_Requirement_
Present the stretch of the data from the line containing "Record the location of each instance of the red" through its final line as a Markdown table. Use the columns Row and Entry, and omit blank lines.

=====

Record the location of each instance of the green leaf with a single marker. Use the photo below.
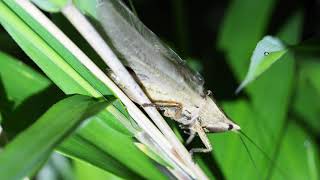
(264, 116)
(30, 149)
(267, 52)
(306, 105)
(85, 171)
(51, 5)
(13, 73)
(153, 155)
(240, 33)
(94, 150)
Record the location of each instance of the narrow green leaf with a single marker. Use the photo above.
(51, 5)
(13, 73)
(57, 62)
(152, 155)
(267, 52)
(240, 32)
(297, 157)
(31, 148)
(79, 146)
(85, 171)
(263, 117)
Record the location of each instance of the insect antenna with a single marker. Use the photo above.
(263, 153)
(248, 151)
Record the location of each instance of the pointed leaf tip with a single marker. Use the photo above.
(268, 50)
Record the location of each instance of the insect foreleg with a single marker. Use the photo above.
(204, 139)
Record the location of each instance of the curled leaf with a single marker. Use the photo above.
(268, 50)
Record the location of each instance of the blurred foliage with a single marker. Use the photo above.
(279, 111)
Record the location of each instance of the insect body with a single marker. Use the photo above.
(163, 75)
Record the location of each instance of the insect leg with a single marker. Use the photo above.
(204, 139)
(191, 137)
(163, 104)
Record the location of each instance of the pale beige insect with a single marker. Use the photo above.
(169, 83)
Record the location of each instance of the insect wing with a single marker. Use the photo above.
(139, 46)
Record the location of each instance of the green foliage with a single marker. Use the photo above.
(35, 146)
(280, 112)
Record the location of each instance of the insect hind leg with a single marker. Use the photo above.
(204, 138)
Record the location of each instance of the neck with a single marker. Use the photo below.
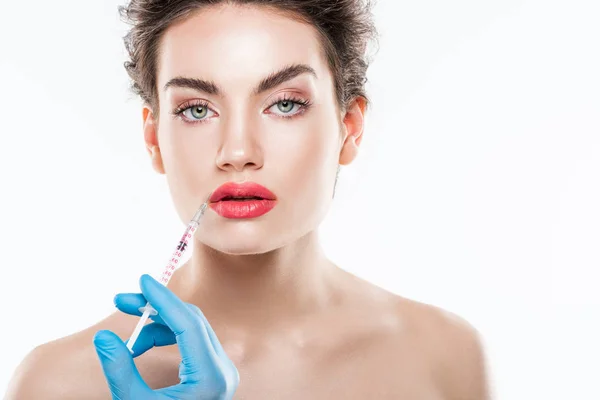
(259, 289)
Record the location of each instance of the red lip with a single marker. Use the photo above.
(226, 200)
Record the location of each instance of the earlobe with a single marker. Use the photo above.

=====

_Task answer_
| Row | Entry |
|---|---|
| 1 | Record the location of each instance of the red lip with a single marker. Use the photo above. |
| 2 | (226, 200) |
| 3 | Record the location of each instance of the earlobe with a single marker. Use the photo above. |